Saved data entries

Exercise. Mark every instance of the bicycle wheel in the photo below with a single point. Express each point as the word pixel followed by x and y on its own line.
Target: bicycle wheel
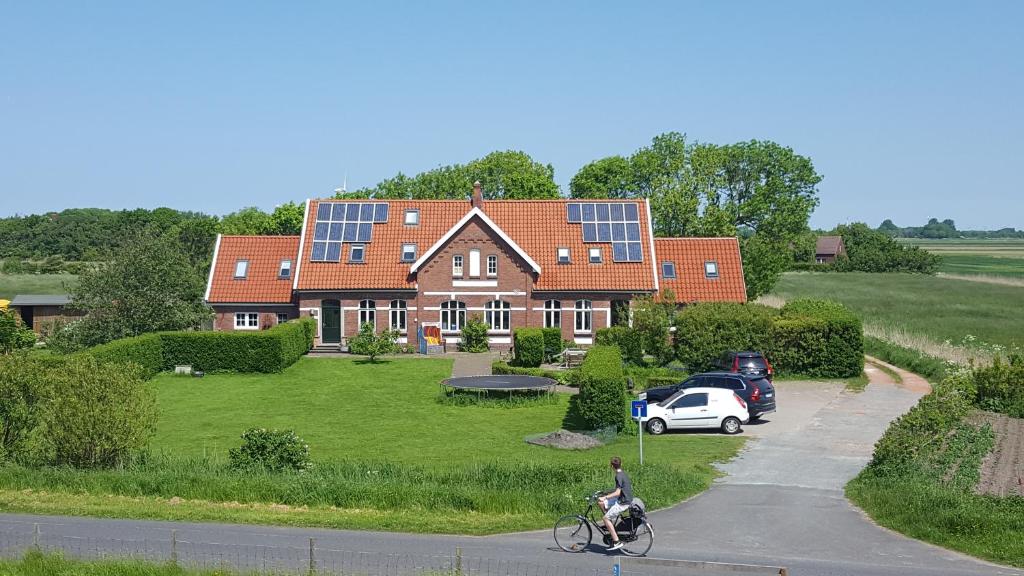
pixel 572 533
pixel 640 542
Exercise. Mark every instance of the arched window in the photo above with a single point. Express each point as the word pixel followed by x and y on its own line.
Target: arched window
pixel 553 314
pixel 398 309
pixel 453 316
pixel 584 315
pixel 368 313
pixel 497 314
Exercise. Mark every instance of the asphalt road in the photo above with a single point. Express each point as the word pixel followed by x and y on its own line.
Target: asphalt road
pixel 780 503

* * *

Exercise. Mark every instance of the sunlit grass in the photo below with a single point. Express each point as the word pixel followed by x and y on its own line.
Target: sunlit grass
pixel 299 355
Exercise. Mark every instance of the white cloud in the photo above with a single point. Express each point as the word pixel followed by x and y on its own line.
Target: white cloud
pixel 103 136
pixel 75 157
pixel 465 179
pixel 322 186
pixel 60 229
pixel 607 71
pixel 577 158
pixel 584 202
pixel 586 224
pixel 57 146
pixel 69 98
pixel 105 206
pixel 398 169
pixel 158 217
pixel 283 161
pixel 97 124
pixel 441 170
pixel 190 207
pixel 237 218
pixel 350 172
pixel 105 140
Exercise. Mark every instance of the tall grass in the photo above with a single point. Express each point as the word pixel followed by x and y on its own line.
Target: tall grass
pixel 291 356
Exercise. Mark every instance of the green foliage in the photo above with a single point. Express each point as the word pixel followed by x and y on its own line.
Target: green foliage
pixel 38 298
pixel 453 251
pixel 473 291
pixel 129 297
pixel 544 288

== Exercise ==
Reproduce each line of the data containing the word "above".

== Response ==
Exercise. Mark every instance of the arched window in the photo above with a single point. Express each point as the word pixel followed by x and y on its own line.
Exercise. Mark every instance of the asphalt road in the photo above with a single point. Express each point as the word pixel followed by x and y on its own line.
Exercise. Mark every instance of the white cloud in the photo above with a single point. Express each point as the word pixel followed by x and y on its own line.
Exercise. Mark every instance of the tall grass in the photo above with a single point. Express each point as the word pixel followed by x and y on its own line.
Exercise. Mark every instance of the green foliage in the photo above with a single point. Express each point as the word pixel followed by x and y on its own line.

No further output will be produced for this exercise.